WRITTEN INSTRUCTION A:
Put the rows from the line containing "mark: teeth |" through the final row, inclusive, into a numbered list, omitting blank lines.

════════════════

[slurm-users] Graphing job metrics

Tue Nov 14 05:33:32 MST 2017

Hi there,

Le 13/11/2017 à 18:18, Nicholas McCollum a écrit :
> Now that there is a slurm-users mailing list, I thought I would share
> something with the community that I have been working on to see if anyone else
> is interested in it.  I have a lot of students on my cluster and I really
> wanted a way to show my users how efficient their jobs are, or let them know
> that they are wasting resources.
> 
> I created a few scripts that leverage Graphite and whisper databases (RRD like)
> to gather metrics from Slurm jobs running in cgroups.  The resolution for the
> metrics is defined by the retention interval that you specify in graphite.  In
> my case I can store 1 minute metrics for CPU usage and Memory usage for the
> entire lifetime of a job.

════════════════

WRITTEN INSTRUCTION B:
In the mailing list post, what do the scripts leverage to gather metrics from Slurm jobs running in cgroups?

(Point annotation data)
════════════════

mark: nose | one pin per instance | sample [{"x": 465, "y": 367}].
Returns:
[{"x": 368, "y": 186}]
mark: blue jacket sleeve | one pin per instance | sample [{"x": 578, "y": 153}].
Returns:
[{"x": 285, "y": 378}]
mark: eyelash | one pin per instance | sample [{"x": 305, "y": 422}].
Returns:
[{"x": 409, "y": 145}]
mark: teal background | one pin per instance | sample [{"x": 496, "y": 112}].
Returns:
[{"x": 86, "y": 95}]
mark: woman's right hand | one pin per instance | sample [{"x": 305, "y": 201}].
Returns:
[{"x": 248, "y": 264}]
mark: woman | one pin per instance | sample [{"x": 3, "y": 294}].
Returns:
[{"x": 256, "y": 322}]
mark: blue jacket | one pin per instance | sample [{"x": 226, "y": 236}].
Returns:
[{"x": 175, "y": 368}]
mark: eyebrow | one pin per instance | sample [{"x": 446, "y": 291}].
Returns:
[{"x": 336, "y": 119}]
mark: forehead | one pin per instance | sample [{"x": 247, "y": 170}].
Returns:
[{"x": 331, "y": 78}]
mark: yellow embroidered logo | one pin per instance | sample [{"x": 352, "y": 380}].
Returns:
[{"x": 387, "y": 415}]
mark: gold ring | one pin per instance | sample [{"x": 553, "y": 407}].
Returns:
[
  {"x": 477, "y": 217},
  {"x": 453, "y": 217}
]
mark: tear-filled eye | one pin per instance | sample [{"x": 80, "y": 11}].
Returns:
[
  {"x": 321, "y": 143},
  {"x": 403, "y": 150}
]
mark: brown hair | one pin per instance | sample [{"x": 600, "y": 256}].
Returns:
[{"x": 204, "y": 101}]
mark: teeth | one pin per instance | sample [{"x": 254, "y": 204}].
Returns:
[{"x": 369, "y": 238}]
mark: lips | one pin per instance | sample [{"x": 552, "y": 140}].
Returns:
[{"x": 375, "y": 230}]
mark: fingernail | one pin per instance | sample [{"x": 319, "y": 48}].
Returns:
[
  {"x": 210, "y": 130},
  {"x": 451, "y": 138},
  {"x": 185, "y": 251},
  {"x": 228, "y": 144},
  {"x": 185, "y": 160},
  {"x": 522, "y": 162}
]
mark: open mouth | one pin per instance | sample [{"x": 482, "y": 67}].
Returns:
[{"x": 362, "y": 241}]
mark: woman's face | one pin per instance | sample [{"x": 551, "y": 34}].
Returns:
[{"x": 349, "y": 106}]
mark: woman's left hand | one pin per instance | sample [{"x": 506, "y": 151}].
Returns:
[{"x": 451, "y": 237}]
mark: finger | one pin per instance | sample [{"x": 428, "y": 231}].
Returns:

════════════════

TASK SOLUTION A:
1. mark: teeth | one pin per instance | sample [{"x": 254, "y": 204}].
2. Returns:
3. [{"x": 369, "y": 238}]
4. mark: lips | one pin per instance | sample [{"x": 552, "y": 140}].
5. Returns:
6. [{"x": 375, "y": 230}]
7. mark: fingernail | one pin per instance | sample [{"x": 319, "y": 48}].
8. Returns:
9. [
10.   {"x": 210, "y": 130},
11.   {"x": 451, "y": 138},
12.   {"x": 185, "y": 251},
13.   {"x": 228, "y": 144},
14.   {"x": 185, "y": 160},
15.   {"x": 522, "y": 162}
16. ]
17. mark: open mouth | one pin per instance | sample [{"x": 482, "y": 67}].
18. Returns:
19. [{"x": 362, "y": 241}]
20. mark: woman's face | one pin per instance | sample [{"x": 551, "y": 34}].
21. Returns:
22. [{"x": 349, "y": 106}]
23. mark: woman's left hand | one pin per instance | sample [{"x": 506, "y": 151}].
24. Returns:
25. [{"x": 451, "y": 237}]
26. mark: finger | one pin per instance | sample [{"x": 428, "y": 231}].
27. Returns:

TASK SOLUTION B:
Graphite and whisper databases.